Please convert the lines below into a JSON list of strings, one string per line, with any blank lines omitted.

# START OF Records provided

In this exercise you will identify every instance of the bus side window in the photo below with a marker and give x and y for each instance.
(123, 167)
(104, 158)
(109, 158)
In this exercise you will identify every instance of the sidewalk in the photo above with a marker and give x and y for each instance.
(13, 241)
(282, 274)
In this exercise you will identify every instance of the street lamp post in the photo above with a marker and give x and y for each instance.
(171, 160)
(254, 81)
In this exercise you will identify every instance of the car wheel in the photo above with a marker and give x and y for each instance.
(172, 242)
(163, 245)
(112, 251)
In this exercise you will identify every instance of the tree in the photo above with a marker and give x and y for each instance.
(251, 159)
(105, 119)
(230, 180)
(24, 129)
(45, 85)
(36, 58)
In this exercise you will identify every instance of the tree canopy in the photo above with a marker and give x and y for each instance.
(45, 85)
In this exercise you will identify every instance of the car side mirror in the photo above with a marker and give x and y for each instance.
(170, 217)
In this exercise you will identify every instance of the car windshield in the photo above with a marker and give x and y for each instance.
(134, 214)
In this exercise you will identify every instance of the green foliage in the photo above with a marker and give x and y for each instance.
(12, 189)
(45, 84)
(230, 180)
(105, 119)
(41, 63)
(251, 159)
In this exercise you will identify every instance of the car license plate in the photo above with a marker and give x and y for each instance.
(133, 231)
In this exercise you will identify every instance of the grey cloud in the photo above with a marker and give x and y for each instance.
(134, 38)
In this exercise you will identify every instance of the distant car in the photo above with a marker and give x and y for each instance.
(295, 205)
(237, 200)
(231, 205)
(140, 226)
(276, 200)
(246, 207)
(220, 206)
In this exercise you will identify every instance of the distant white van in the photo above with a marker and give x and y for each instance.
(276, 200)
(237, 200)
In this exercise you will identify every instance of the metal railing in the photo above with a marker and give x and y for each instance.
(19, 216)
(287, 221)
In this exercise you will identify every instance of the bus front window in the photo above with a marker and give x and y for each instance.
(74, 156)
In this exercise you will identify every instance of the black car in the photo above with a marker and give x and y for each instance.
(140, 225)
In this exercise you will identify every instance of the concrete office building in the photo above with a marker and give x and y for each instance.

# END OF Records provided

## Exercise output
[
  "In this exercise you will identify every instance of the bus side window in the photo below with a marker and give x and y for each instance.",
  "(123, 167)",
  "(104, 158)",
  "(109, 158)",
  "In this exercise you will identify every instance of the sidewalk in the photo above with a marker and give x and y for each instance.",
  "(13, 241)",
  "(282, 274)",
  "In this exercise you will identify every instance of the street lamp post in the photo above with a marker and give x and y for each instance.",
  "(171, 160)",
  "(254, 81)",
  "In this exercise you will identify every instance of the car wheel in the photo above with a marker and give x and y for each instance.",
  "(172, 242)",
  "(163, 245)",
  "(112, 251)",
  "In this exercise you will identify every instance of the tree in the photo above with a marker and give x and y for each instance.",
  "(251, 159)",
  "(105, 119)",
  "(230, 180)",
  "(24, 129)",
  "(45, 85)",
  "(36, 58)",
  "In this exercise you will identify every instance of the tree canopy in the photo above with a marker and give x and y for each instance.",
  "(45, 85)",
  "In this exercise you will identify every instance of the car side mirror in the photo above with a marker and give x and y for each instance.",
  "(170, 217)",
  "In this exercise you will identify every instance of the car windshield in the photo above with a marker and give x and y for each instance.",
  "(134, 214)",
  "In this exercise you will identify every instance of the green foliage in the photo above with a marker and give x and y for each instance.",
  "(12, 189)",
  "(45, 84)",
  "(230, 180)",
  "(105, 119)",
  "(41, 63)",
  "(251, 159)",
  "In this exercise you will identify every instance of the car license plate in the photo above with a marker and give x and y for each instance.",
  "(133, 231)",
  "In this exercise you will identify every instance of the grey cloud in the photo above with a marker and give x and y for each instance.",
  "(134, 38)",
  "In this exercise you will identify every instance of the distant car in the photo above with a marker and give x and y for each instance.",
  "(295, 205)",
  "(237, 200)",
  "(231, 205)",
  "(140, 226)",
  "(276, 200)",
  "(246, 207)",
  "(220, 206)",
  "In this exercise you will identify every instance of the distant white van in the photo above with a marker and give x and y for each instance.",
  "(276, 200)",
  "(237, 200)",
  "In this exercise you will identify every instance of the metal railing in the photo above with a marker and give x and y for each instance.",
  "(19, 216)",
  "(287, 221)",
  "In this exercise you will identify every instance of the bus front window in the photo above with a marker and give x and y for each instance.",
  "(74, 156)",
  "In this exercise you will identify every instance of the black car in the photo above with a marker and give x and y for each instance.",
  "(140, 225)",
  "In this exercise you will identify every instance of the concrete office building in the photo above with a marker and give x and y for each instance."
]